> **Task requirements**
Retype every entry exactly, character for character.
BEGIN
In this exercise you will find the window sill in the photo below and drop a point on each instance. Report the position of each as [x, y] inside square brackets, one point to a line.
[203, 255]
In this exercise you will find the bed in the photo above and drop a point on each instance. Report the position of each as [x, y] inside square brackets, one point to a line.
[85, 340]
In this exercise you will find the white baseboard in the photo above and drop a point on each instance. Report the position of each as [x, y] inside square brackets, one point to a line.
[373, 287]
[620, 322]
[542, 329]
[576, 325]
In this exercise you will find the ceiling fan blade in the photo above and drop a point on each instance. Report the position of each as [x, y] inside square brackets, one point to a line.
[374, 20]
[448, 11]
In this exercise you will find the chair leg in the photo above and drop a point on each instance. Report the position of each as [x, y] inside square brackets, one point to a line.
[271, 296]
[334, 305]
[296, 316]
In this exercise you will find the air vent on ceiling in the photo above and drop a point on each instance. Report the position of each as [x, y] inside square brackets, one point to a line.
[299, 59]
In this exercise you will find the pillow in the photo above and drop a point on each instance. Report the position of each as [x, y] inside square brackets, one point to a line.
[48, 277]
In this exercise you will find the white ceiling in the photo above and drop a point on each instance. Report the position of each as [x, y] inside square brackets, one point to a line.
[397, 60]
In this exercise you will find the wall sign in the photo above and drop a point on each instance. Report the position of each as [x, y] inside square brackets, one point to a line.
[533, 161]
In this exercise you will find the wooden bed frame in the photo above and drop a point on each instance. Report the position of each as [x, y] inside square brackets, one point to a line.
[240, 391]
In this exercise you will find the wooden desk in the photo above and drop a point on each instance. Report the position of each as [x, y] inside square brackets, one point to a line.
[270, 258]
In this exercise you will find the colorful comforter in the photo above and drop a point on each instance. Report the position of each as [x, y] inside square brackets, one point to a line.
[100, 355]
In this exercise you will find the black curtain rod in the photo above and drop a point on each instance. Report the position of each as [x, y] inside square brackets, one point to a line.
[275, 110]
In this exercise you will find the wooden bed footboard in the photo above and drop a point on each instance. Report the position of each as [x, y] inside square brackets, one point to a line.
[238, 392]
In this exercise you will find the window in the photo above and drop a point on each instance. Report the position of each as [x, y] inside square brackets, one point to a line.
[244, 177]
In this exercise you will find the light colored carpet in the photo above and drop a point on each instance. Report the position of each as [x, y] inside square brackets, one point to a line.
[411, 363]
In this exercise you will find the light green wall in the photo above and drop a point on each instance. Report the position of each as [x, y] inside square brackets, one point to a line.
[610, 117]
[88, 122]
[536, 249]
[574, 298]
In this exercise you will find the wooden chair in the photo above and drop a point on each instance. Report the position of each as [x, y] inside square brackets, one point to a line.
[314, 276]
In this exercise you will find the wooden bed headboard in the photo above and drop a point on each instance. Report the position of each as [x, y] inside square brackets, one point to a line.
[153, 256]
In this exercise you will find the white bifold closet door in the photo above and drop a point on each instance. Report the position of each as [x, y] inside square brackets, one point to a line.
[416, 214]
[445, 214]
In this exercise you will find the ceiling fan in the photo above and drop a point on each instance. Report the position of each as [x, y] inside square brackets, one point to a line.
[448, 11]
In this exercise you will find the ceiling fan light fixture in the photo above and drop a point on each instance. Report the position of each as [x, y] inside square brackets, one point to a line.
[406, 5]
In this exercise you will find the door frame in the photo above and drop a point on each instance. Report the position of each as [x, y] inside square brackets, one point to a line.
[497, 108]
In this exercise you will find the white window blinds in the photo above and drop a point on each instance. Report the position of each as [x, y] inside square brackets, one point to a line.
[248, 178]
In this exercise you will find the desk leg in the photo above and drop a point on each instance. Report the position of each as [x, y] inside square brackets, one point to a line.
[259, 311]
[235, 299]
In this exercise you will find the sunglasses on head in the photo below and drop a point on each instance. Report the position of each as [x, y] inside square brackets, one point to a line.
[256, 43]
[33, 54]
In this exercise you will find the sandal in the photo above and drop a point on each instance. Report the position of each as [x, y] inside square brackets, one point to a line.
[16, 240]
END
> **Full output**
In this exercise you will find the window sill in the photo below and drop a point on each instance. Report the position of each as [x, y] inside square brackets, one point to a line.
[203, 255]
In this exercise you will find the bed in the photo above and drop a point on each instance. Report the position of each as [x, y] inside square brackets, one point to a line.
[85, 340]
In this exercise you will find the white baseboard in the photo above and drop a point on each instance. Report the position of each as [x, y] inside square brackets, one point to a line.
[373, 287]
[620, 322]
[542, 329]
[576, 325]
In this exercise you will find the ceiling fan blade in the photo above and drop a point on each instance. Report the position of each as [x, y] inside square brackets, one point to a line.
[374, 20]
[448, 11]
In this exercise you will find the chair leg in the photo above and drop a point on each instance. Report the position of each as [x, y] inside square brackets, one point to a line.
[271, 296]
[334, 305]
[296, 316]
In this exercise you will find the air vent on ceiling in the photo above and drop a point on each instance. Report the position of each as [x, y] inside square brackets, one point to a line.
[299, 59]
In this exercise you will find the pillow in the photo above and drop a point on each instance. Report the position of each as [x, y] inside square brackets, one point to a line.
[48, 277]
In this exercise you will find the white ceiling in the photo above and drop a point on each instance. Report the position of each as [x, y] inside square brackets, one point to a line.
[397, 60]
In this exercise you will find the wall sign in the photo above and drop a point on each instance. Report the position of each as [x, y] inside square brackets, one point to a line.
[533, 161]
In this exercise you will find the wooden bed frame in the photo above and drop a point on each instance. Report the position of each as [x, y] inside square brackets, one point to a line.
[240, 391]
In this exercise you will find the wooden desk in the photo above and drop a point on each instance. Report the position of each as [x, y] inside square brackets, one point to a line.
[270, 258]
In this exercise you will find the colorful comforter in the photo above and drop a point on each instance. Report the position of each as [x, y] inside square brackets, one point to a line.
[100, 355]
In this exercise you will find the black curtain rod in the photo above and drop a point on each instance. Report the position of each as [x, y] inside square brackets, one point to a line.
[275, 110]
In this exercise you will find the wooden bed footboard in the photo above and drop a point on each instance. Report the position of each as [x, y] inside square brackets, one point to a line.
[238, 392]
In this exercise you will find the window in the photo above and drop a point on each instance. Report the position of each as [x, y] inside square brackets, one point to a line.
[244, 177]
In this exercise you will find the light colored carpet in the photo above and drop a point on each instance. Report the position of each as [x, y] inside square brackets, one point to a line.
[411, 363]
In this exercise you will find the light green wall in the photo above and drop a point on each instance. Report the position of each as [x, y] inside square brackets, one point to a line.
[610, 117]
[88, 122]
[536, 249]
[574, 298]
In this exercise you will find the wooden chair in the photo above and drop a point on each instance. Report the position of each as [x, y] inside square brackets, one point to a line.
[314, 276]
In this exercise you will find the wooden bed headboard in the photo above and drop a point on each instance. Report the position of each as [x, y] inside square brackets, one point to a line.
[153, 256]
In this exercise you will find the white bifold closet door in the photo above and drop a point on each instance. Report the position of each as [x, y] inside square brackets, one point to a line.
[416, 214]
[445, 214]
In this exercise you will find the ceiling fan in the photo above and drop a point on each instance. Report the position of each as [x, y] inside square brackets, one point to a line.
[448, 11]
In this exercise you will find the ceiling fan light fixture in the photo above and drop a point on each instance. Report the position of each as [x, y] inside square brackets, one point to a line.
[406, 5]
In this exercise you will find the door frame in the photo above and drop a point on each instance. Report the position of each as [x, y] inside square brackets, one point to a line.
[497, 108]
In this exercise you will find the white window blinds in the photo above and drop a point on each instance. Report the position of each as [x, y] inside square brackets, one point to a line.
[248, 178]
In this exercise you will find the desk leg in the photo above and drop a point on each instance. Report the position of each as [x, y] inside square brackets, one point to a line.
[259, 311]
[235, 299]
In this exercise you will find the sunglasses on head in the photo below and drop a point on each instance. Report the position of each as [x, y] inside square brackets, one point to a line.
[256, 43]
[33, 54]
In this exercise you will find the sandal in the photo above and drop a point on each instance. Report the position of each as [x, y] inside square brackets, one point to a line.
[16, 240]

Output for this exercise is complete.